### TASK INSTRUCTIONS
How many lines in the records below contain the string "field"? Reply with the number alone.

***** ENTRIES

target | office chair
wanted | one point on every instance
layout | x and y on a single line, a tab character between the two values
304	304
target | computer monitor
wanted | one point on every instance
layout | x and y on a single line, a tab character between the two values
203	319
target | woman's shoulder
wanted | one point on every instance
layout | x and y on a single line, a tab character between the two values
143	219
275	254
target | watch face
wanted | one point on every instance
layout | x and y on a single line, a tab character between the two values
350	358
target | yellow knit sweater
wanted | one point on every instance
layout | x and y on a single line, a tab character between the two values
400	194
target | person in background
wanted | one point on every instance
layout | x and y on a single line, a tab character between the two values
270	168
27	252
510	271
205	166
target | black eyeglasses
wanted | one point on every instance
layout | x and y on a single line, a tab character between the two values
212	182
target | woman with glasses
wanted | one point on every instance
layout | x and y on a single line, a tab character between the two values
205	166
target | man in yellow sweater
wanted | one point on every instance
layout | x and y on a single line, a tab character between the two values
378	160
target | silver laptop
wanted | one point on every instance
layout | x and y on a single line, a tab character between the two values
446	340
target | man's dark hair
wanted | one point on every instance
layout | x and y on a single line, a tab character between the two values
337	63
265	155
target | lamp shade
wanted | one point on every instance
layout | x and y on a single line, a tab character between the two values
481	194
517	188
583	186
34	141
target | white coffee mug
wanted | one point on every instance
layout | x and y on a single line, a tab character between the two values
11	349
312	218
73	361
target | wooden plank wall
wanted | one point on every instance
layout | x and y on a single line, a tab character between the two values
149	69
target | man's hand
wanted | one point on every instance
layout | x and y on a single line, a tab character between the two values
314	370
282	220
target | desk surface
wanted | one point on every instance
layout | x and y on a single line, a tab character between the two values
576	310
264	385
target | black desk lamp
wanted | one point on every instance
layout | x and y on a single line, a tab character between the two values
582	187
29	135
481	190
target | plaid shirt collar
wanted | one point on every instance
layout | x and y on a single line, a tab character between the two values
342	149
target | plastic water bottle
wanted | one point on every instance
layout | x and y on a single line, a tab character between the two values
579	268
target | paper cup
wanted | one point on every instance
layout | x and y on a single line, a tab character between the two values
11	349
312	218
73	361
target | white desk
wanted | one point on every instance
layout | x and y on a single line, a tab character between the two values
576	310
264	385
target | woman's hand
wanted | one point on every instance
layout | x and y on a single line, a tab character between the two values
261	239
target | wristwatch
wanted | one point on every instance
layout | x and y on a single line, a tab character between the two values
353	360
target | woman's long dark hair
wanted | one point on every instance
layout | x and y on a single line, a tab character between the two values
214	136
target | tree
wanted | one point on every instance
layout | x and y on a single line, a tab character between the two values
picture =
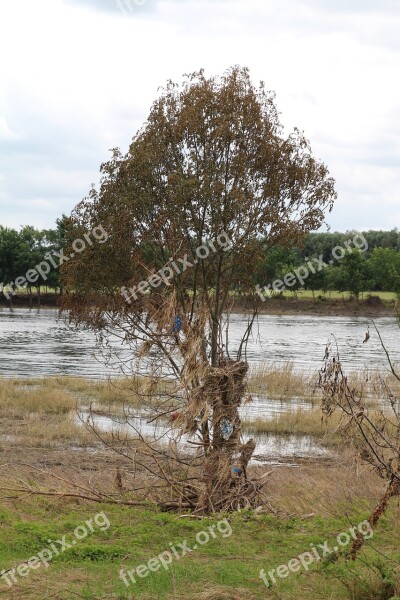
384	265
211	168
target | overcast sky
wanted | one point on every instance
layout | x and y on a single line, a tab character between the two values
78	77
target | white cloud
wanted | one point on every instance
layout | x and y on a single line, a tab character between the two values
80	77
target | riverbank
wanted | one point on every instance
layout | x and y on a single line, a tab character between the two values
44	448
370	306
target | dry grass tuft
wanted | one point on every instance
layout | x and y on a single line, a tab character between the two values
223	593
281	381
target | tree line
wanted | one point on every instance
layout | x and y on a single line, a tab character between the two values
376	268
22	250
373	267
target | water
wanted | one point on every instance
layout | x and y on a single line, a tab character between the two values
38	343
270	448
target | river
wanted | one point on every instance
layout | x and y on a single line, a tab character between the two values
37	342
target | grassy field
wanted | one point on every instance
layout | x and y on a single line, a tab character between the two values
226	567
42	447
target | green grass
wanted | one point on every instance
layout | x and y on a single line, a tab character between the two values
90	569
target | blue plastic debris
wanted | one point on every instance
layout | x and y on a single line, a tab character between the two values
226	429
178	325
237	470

**********
***** ENTRIES

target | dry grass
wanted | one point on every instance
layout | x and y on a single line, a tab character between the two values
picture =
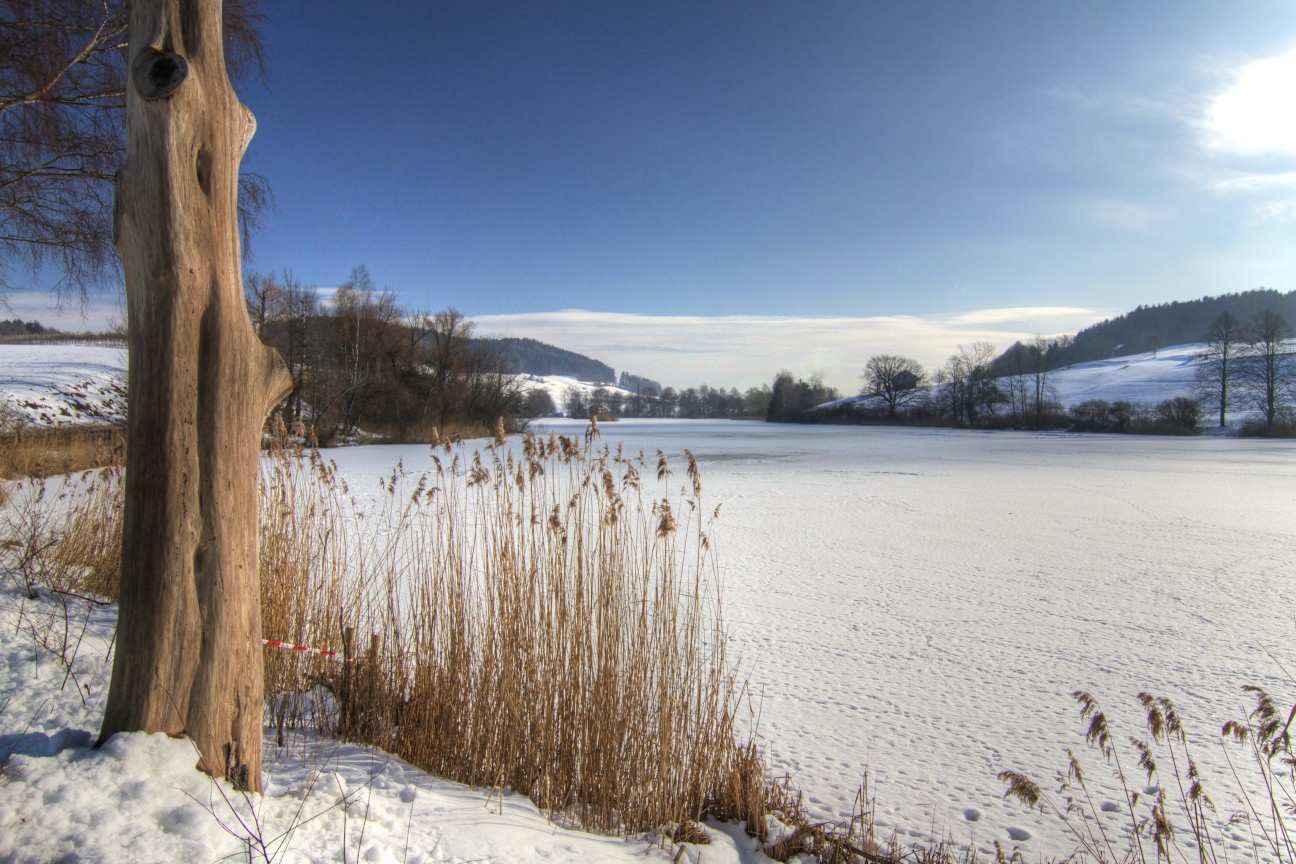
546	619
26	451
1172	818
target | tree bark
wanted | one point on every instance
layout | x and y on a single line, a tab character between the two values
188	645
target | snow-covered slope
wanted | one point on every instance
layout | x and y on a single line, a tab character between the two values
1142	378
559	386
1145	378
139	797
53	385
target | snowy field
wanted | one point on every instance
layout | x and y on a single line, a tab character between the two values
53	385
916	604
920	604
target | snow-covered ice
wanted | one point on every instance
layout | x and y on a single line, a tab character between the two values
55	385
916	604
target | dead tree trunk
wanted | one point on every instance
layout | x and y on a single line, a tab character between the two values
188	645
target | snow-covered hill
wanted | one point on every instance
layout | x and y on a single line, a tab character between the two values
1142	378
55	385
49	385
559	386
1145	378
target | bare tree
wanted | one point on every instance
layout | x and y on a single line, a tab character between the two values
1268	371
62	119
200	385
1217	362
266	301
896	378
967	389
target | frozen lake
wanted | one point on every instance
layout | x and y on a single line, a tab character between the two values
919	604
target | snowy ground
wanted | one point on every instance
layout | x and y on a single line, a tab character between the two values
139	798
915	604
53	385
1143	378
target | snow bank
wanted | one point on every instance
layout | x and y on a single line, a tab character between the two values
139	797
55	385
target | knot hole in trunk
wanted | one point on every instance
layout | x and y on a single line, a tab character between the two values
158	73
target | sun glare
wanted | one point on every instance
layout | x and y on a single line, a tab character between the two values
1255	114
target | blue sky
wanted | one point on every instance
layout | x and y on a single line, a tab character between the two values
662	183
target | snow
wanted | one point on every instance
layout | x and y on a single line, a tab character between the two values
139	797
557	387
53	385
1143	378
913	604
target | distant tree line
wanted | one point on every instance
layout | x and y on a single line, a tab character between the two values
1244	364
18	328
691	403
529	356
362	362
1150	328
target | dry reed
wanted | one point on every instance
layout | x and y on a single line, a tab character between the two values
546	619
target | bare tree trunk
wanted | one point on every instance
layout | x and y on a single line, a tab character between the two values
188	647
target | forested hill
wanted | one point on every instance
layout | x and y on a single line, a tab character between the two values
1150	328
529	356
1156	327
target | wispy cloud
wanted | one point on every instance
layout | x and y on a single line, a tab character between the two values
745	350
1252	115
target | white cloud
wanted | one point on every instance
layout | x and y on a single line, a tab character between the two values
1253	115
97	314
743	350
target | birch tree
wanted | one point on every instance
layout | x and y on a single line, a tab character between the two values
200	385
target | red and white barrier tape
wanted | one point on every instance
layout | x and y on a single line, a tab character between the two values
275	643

**********

### RESPONSE BELOW
2